### Data to examine
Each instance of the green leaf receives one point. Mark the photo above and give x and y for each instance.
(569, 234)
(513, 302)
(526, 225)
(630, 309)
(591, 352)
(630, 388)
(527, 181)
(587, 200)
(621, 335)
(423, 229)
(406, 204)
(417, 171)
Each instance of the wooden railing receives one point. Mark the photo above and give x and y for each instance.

### Work instruction
Print each entry above word for word, leaving none out.

### Result
Each instance of the green leaf receives one point. Mark the photo above and give x and y for each instance.
(569, 234)
(513, 302)
(526, 225)
(630, 309)
(591, 352)
(630, 388)
(527, 181)
(587, 200)
(621, 335)
(423, 229)
(406, 204)
(417, 171)
Each instance of the wooden railing receives one point. Mark the photo above and give x and y for each instance.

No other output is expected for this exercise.